▶ _Problem_
Write out the data verbatim, beginning at the line that contains "the rider in" and stopping after the line that contains "column 182, row 94", with both of those lines included.

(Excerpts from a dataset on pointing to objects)
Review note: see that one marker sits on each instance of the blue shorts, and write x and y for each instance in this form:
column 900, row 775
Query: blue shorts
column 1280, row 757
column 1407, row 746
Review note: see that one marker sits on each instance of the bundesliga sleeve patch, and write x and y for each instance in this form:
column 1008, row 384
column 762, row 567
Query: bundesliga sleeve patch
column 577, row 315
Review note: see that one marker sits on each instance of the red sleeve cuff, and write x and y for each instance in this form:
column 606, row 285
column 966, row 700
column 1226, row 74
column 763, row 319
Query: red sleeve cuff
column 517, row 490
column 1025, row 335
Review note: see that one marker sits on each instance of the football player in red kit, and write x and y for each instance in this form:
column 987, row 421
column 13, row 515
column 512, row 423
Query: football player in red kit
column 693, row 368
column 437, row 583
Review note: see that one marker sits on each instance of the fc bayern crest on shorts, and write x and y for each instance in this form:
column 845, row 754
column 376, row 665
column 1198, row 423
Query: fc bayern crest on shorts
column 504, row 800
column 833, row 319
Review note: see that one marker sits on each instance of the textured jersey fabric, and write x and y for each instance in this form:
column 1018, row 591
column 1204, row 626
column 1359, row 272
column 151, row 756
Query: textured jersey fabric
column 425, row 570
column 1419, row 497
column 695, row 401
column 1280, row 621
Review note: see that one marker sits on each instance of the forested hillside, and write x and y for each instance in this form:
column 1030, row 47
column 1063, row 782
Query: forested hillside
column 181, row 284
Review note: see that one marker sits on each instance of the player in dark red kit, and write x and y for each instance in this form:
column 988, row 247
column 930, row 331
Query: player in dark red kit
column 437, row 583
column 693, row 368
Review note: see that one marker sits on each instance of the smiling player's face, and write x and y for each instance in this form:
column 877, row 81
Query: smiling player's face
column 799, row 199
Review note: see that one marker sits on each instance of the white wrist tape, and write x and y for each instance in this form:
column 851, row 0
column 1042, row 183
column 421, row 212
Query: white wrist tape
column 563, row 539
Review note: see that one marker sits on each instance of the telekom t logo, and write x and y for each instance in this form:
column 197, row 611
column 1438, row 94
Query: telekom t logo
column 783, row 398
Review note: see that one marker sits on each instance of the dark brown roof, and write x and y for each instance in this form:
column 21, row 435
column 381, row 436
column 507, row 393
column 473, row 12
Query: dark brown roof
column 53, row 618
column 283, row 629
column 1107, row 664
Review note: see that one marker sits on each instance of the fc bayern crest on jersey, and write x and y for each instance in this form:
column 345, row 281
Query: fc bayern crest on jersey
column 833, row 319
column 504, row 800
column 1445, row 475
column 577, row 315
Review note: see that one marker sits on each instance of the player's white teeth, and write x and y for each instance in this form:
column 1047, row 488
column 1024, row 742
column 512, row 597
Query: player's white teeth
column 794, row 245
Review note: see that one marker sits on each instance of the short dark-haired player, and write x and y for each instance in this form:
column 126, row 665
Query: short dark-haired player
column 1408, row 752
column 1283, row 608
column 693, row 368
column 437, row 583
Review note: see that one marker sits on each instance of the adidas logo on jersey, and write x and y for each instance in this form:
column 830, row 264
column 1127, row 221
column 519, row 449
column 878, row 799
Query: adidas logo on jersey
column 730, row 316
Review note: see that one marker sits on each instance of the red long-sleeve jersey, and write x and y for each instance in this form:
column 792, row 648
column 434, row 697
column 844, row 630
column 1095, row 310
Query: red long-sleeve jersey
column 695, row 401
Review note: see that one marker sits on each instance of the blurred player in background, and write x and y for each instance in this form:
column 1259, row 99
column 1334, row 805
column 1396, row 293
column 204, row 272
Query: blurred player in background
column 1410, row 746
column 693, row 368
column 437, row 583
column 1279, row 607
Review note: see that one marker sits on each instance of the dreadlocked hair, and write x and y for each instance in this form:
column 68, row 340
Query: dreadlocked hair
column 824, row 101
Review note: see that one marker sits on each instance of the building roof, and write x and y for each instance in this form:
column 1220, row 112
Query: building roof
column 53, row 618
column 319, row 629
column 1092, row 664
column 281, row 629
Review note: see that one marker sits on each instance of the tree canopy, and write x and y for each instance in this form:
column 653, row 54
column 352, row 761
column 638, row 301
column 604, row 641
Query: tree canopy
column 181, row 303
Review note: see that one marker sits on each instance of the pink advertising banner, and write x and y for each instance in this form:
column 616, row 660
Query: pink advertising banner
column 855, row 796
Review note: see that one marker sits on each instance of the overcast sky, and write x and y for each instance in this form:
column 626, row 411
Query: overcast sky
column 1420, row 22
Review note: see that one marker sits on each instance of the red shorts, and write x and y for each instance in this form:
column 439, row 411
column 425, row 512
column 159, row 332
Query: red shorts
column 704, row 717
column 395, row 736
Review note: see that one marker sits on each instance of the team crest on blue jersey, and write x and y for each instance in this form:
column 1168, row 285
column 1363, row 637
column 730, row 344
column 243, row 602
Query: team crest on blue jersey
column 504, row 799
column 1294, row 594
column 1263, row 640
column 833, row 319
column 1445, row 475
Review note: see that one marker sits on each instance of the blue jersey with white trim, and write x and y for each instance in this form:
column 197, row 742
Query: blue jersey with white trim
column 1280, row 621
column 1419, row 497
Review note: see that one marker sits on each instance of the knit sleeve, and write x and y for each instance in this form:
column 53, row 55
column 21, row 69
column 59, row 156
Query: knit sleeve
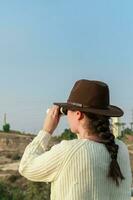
column 38, row 164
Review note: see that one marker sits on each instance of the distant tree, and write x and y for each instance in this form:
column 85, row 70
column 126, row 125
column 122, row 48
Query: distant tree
column 6, row 127
column 128, row 131
column 68, row 135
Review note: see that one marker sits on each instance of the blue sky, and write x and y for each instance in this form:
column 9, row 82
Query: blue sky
column 45, row 46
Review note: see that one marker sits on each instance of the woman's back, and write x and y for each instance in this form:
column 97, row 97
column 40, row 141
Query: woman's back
column 85, row 170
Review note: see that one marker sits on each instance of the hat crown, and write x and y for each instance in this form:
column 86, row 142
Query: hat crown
column 91, row 94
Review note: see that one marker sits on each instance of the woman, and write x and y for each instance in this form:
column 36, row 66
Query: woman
column 93, row 167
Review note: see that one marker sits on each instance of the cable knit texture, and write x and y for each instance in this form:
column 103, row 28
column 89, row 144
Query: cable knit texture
column 77, row 169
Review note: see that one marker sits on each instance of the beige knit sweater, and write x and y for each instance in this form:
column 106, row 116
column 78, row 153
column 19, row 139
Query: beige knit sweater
column 77, row 169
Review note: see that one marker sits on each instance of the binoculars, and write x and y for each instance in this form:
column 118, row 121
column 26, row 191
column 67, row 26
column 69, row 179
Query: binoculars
column 62, row 111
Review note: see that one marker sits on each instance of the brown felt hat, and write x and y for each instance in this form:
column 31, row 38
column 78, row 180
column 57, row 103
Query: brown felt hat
column 91, row 96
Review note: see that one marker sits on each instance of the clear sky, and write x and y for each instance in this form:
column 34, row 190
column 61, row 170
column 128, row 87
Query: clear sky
column 45, row 46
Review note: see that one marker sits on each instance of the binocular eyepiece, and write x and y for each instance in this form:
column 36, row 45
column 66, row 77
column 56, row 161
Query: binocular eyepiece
column 62, row 111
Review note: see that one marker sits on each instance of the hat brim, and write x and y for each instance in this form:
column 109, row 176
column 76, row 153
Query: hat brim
column 111, row 111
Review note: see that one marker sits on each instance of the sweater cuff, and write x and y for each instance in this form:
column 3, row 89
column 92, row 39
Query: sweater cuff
column 45, row 137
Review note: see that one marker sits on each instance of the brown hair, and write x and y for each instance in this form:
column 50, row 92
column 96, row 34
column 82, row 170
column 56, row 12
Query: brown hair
column 101, row 126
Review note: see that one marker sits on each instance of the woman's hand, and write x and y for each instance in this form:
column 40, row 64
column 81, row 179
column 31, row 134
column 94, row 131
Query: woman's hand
column 52, row 119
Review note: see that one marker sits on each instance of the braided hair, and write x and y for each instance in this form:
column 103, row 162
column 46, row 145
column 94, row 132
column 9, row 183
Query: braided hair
column 101, row 126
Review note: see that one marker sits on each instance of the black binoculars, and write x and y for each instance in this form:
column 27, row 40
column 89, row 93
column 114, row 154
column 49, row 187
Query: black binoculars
column 63, row 111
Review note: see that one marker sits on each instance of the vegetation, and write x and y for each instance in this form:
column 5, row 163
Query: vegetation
column 6, row 127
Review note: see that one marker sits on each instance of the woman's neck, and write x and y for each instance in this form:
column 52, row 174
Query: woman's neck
column 86, row 134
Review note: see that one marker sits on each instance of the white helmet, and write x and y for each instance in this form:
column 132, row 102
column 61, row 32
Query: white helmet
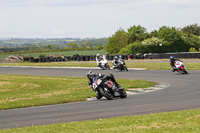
column 90, row 74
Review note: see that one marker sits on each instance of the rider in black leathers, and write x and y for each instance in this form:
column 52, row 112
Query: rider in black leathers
column 172, row 61
column 90, row 76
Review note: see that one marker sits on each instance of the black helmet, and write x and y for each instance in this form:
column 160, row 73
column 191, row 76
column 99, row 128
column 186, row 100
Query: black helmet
column 171, row 57
column 115, row 57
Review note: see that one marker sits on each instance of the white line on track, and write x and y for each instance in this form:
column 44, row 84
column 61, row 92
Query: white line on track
column 69, row 67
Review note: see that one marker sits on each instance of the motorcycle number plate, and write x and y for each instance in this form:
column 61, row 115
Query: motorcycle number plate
column 99, row 81
column 94, row 85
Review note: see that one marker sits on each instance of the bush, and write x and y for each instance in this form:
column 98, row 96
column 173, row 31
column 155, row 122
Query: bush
column 42, row 55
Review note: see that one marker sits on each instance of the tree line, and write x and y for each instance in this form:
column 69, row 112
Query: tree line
column 166, row 39
column 32, row 46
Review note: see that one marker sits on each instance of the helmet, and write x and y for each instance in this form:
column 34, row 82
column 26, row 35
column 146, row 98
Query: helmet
column 90, row 74
column 171, row 57
column 115, row 57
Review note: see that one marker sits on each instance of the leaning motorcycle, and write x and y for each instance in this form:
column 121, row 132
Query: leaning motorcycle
column 181, row 68
column 106, row 88
column 104, row 64
column 121, row 65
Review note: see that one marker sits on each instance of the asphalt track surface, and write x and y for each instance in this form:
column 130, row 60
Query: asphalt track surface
column 182, row 94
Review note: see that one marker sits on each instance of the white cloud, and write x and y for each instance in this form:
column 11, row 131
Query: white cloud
column 92, row 18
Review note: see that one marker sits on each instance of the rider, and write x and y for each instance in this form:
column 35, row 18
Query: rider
column 172, row 61
column 115, row 62
column 98, row 59
column 90, row 76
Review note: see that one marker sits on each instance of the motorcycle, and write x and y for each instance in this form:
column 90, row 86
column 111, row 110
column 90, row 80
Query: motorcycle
column 104, row 64
column 121, row 65
column 106, row 88
column 180, row 67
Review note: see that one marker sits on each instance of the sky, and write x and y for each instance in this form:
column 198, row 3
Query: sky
column 91, row 18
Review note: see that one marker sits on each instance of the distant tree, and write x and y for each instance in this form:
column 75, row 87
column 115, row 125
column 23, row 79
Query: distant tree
column 72, row 45
column 117, row 42
column 173, row 39
column 88, row 44
column 192, row 29
column 137, row 33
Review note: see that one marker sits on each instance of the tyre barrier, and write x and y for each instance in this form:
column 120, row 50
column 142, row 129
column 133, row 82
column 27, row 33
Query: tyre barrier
column 111, row 57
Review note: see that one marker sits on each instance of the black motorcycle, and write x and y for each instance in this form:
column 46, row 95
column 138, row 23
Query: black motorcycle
column 106, row 88
column 121, row 65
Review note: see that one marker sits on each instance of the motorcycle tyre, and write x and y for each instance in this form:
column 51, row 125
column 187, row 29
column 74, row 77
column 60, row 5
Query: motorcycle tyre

▶ _Output below_
Review note: see that one marker sits on each instance of the rider in black leathers, and write x and y for each instance in this form:
column 52, row 112
Query: rider in black leathers
column 172, row 61
column 90, row 76
Review note: see that one marker sits on each instance of the black helmet, and write x and y for each instance in this form:
column 160, row 73
column 191, row 76
column 99, row 128
column 186, row 100
Query: black helmet
column 171, row 57
column 115, row 57
Review note: see that one marker sits on each instance of the white line on track, and write x and y for each instance in this form:
column 44, row 84
column 61, row 92
Query: white line on track
column 69, row 67
Review note: see that one marker sits on each instance of the motorcycle number plate, and write x and y for each instance in this form:
column 61, row 115
Query: motorcycle number plate
column 99, row 81
column 94, row 85
Review note: see that one marker sits on each instance of the bush, and write x and y for each instance in this form:
column 98, row 96
column 173, row 31
column 155, row 122
Query: bush
column 42, row 55
Review note: see that one marker sits on each instance of the tree line, and write x and y for each instance in this form:
column 69, row 112
Query: tree line
column 166, row 39
column 32, row 46
Review note: see that one marker sits on each instance of the helmet, and write x and y for each instance in this form:
column 34, row 82
column 26, row 35
column 146, row 98
Query: helmet
column 90, row 74
column 171, row 57
column 115, row 57
Review note: see that one marker sits on each instance of the leaning motorcycle, and write x and y for each instance in this form:
column 121, row 132
Query: leaning motorcycle
column 181, row 68
column 106, row 88
column 104, row 64
column 121, row 65
Review note: see that one marker sits on each instance of the asphalt track surface, and write x and y for each instance in this form:
column 130, row 60
Query: asphalt track surface
column 182, row 94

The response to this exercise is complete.